PASSAGE:
◆ ◆ ◆ ◆ ◆

By DAVID DUPONT
BG Independent News
The murder of Mary Bach has been a sensation in the county since the crime was committed in 1891.
Generations of residents trooped to the county courthouse and later the county historical museum to view the grisly evidence from the crime – three of Mary’s fingers.
The fingers were severed as her husband, Carl Bach, attacked her with a corn knife. Carl Bach was later convicted and executed by hanging in 1895. He was the last man executed in the county.
Those fingers, as well as a collection of other objects related to the crime, returned to public display at the Wood County Museum in October. Early this month museum curator Holly Kirkendall gave a virtual talk presented by the Wood County Library about how this new exhibit came together and the issues surrounding it.
“People used to go to the courthouse when they were kids and walk through and see the fingers,” she said. “It wasn’t so much about the story, but the simple fact that they were human remains, and humans remains weren’t something you see every day.”
Kirkendall said that when she arrived at the museum in 2012 the “fingers in a jar” were displayed in the government room along with the rope used to hang Carl Bach and an article about the case from the Wood County Sentinel. They’d been moved there about 1978 from the county courthouse.
“It bothered me a little that they were tucked away in a corner,” she said. “There wasn’t a lot of interpretation.”

◆ ◆ ◆ ◆ ◆

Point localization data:

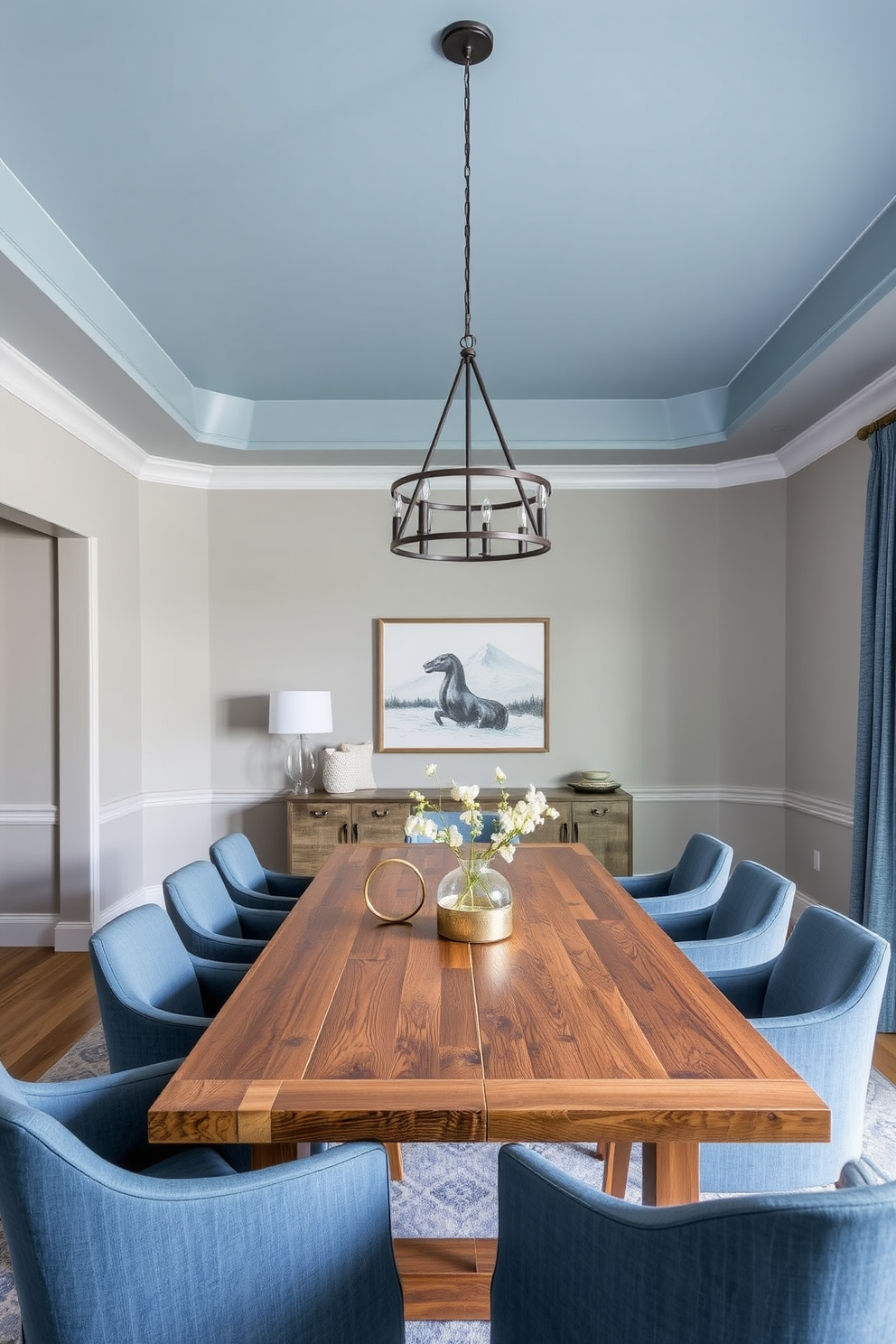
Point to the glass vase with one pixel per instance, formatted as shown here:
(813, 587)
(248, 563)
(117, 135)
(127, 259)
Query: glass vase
(474, 903)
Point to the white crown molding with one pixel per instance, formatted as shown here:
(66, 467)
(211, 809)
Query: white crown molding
(30, 385)
(840, 425)
(33, 386)
(28, 815)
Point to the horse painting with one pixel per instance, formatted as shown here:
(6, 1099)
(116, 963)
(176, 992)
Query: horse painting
(458, 703)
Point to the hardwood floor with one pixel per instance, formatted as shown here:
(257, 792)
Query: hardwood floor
(47, 1002)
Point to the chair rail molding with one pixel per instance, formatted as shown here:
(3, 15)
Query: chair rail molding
(28, 815)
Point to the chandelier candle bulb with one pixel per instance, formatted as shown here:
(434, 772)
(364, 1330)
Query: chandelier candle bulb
(487, 520)
(543, 511)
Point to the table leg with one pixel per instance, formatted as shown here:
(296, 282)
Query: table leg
(446, 1278)
(670, 1173)
(615, 1168)
(272, 1154)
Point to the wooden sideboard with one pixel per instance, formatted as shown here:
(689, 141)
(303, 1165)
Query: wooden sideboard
(316, 823)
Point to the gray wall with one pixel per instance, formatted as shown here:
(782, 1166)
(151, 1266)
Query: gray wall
(656, 601)
(28, 875)
(702, 648)
(825, 537)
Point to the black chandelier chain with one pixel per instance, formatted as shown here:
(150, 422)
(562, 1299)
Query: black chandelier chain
(469, 341)
(480, 526)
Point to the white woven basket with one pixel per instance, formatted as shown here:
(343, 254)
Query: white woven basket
(339, 770)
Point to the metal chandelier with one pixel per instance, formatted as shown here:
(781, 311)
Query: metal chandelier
(426, 526)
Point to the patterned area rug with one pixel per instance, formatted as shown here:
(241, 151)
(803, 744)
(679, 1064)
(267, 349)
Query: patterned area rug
(449, 1190)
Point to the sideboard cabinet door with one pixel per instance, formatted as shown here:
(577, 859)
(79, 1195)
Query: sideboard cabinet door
(603, 824)
(317, 823)
(314, 828)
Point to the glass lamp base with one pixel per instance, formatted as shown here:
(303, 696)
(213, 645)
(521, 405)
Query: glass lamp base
(301, 763)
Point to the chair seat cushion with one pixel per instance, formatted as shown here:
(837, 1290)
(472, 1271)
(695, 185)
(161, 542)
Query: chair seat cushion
(196, 1162)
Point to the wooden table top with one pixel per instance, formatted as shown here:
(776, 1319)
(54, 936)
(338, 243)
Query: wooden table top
(587, 1023)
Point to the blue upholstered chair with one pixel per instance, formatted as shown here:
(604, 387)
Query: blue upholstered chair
(818, 1005)
(696, 881)
(250, 884)
(746, 926)
(764, 1269)
(116, 1242)
(154, 997)
(209, 922)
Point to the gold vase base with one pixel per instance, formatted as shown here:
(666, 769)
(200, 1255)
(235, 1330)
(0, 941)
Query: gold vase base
(490, 925)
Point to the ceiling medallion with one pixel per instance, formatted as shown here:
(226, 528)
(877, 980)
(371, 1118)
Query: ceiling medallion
(426, 526)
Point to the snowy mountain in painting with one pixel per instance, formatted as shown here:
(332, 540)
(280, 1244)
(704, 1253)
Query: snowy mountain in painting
(490, 672)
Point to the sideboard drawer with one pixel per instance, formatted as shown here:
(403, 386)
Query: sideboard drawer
(317, 823)
(603, 824)
(379, 823)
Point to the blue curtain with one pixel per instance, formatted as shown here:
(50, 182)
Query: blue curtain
(873, 882)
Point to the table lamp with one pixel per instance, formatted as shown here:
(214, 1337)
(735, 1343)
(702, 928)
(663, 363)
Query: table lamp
(294, 714)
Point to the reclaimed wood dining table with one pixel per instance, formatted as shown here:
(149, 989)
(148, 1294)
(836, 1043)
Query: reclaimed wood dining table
(586, 1024)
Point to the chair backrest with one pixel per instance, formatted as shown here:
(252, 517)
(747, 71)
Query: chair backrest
(115, 1257)
(827, 960)
(138, 957)
(199, 897)
(705, 861)
(764, 1269)
(453, 818)
(238, 864)
(819, 1013)
(754, 895)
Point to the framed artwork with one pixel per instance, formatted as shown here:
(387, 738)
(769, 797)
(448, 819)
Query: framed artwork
(476, 685)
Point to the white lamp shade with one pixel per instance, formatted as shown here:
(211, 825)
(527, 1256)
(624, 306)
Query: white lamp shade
(300, 711)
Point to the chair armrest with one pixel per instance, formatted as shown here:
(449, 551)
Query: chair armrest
(686, 925)
(259, 924)
(285, 883)
(648, 883)
(863, 1172)
(746, 989)
(217, 981)
(297, 1252)
(107, 1113)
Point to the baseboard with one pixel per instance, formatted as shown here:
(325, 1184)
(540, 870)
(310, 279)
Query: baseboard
(143, 897)
(27, 930)
(71, 936)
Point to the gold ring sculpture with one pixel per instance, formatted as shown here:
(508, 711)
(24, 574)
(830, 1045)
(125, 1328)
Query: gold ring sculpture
(379, 913)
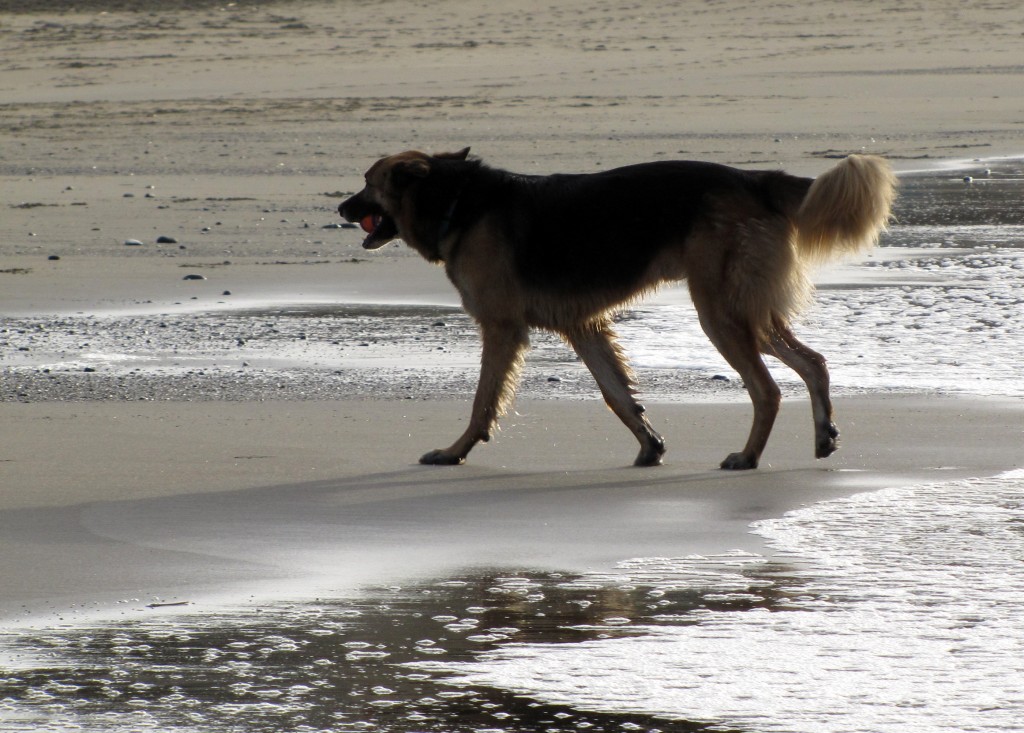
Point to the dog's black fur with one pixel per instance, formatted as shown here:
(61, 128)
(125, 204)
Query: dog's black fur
(562, 252)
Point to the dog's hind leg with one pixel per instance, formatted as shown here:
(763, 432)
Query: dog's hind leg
(501, 362)
(597, 347)
(737, 343)
(812, 369)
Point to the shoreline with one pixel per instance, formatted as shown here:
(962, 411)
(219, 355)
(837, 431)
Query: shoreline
(197, 529)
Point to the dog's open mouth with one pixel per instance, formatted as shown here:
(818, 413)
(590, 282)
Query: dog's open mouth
(380, 229)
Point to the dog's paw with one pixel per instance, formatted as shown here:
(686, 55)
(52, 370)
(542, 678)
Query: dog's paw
(441, 458)
(827, 441)
(650, 457)
(738, 462)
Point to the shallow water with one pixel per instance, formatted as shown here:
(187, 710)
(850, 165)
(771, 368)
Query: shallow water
(896, 609)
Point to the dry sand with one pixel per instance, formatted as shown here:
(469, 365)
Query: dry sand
(236, 128)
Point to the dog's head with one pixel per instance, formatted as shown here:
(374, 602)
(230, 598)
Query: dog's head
(386, 208)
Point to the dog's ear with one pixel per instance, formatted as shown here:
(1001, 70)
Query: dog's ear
(460, 156)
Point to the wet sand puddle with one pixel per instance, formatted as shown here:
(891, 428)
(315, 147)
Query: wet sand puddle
(896, 609)
(939, 306)
(358, 664)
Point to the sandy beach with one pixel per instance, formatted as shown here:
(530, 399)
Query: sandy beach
(230, 416)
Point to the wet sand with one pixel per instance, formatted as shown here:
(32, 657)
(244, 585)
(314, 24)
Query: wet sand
(267, 117)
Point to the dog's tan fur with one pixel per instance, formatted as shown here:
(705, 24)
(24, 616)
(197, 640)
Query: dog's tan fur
(742, 241)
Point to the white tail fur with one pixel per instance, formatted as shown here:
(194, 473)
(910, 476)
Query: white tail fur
(846, 208)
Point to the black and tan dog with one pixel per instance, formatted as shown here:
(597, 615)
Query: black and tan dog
(563, 252)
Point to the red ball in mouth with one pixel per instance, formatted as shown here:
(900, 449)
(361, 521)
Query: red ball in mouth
(370, 222)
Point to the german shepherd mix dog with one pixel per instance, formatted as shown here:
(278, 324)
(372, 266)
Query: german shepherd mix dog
(563, 252)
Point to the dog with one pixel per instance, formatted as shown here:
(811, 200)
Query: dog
(564, 252)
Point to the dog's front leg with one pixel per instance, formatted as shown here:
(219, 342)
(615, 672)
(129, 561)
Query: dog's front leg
(597, 347)
(504, 345)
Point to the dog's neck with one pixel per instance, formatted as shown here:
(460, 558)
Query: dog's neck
(445, 227)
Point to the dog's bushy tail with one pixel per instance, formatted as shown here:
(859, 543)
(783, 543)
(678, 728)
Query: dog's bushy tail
(846, 209)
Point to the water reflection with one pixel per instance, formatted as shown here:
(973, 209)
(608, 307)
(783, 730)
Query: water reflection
(356, 664)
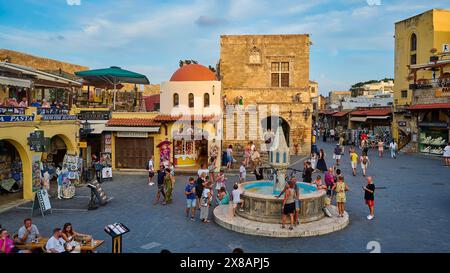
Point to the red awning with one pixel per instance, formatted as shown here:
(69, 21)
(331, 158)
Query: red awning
(132, 122)
(340, 114)
(169, 118)
(372, 112)
(429, 106)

◆ ◆ ◆ ◆ ◆

WHAT YOU NEED TO DO:
(1) Translate this sentence from the article on the Mary Bach murder into Spanish: "He was the last man executed in the county."
(2) Reproduce the portion of the Mary Bach murder article that begins with the words containing "Generations of residents" and ends with "in the county.".
(3) Carry on the article about the Mary Bach murder exhibit from its final sentence.

RESULTS OF THE EXERCISE:
(1) Fue el último hombre ejecutado en el condado.

(2)
Generations of residents trooped to the county courthouse and later the county historical museum to view the grisly evidence from the crime – three of Mary’s fingers.
The fingers were severed as her husband, Carl Bach, attacked her with a corn knife. Carl Bach was later convicted and executed by hanging in 1895. He was the last man executed in the county.

(3)
This, she added, was not a criticism of those who came before her. “Museums and the museum field are constantly evolving. Even what we did 10 years ago, we may say, ‘hey, maybe that wasn’t a good idea.’ … People do the best they can with the tools and resources that they have at the time.”
In 2015, the museum did a renovation including installing an elevator. That meant the fingers exhibit had to be moved.
Kirkendall said staff warned her that people would be upset, but though they received a few calls, most people understood the need to reconsider the exhibit.
Kirkendall had contacted a conservator who would look at the fingers, which were preserved in what was believed to be whiskey. They were rehydrated in a saline solution. The conservator also x-rayed the digits, adding vital information to the story.
Such details, Kirkendall said, help humanize the story.
“It was kind of emotional for me. Here we had this piece of this murdered person that has been in an exhibit case for 100 years. I wanted to take time to consider how are we going to put this back on exhibit.”
Using newly digitized local newspapers, Kirkendall was able to do keyword searches and find more articles beyond the piece written by Charles Evers in the Sentinel.
That piece, an interview with Bach shortly before he was executed, was sensational. One has to question an article in which Mary was described as “dirty” and “slothful.”
A lot of the contemporary coverage was empathetic toward Carl Bach. Mention was made that he had three children. Their mother was dead and their father was soon to be executed. Now they would be orphans. “They were trying to play on the empathy of the community.”
Kirkendall started to think about domestic violence, and reached out to The Cocoon to partner with the presentation.
Museums are concerned about being more relevant. How can they use history and local folklore to connect with contemporary issues and have a positive impact?
The Bachs moved to Wood County around 1869 from what was the Rockport in the Cleveland area. According to the trial transcript, Mary had been married before to a soldier who died at the Battle of Gettysburg. She had a widow’s pension and a house, which she sold to move in with her parents.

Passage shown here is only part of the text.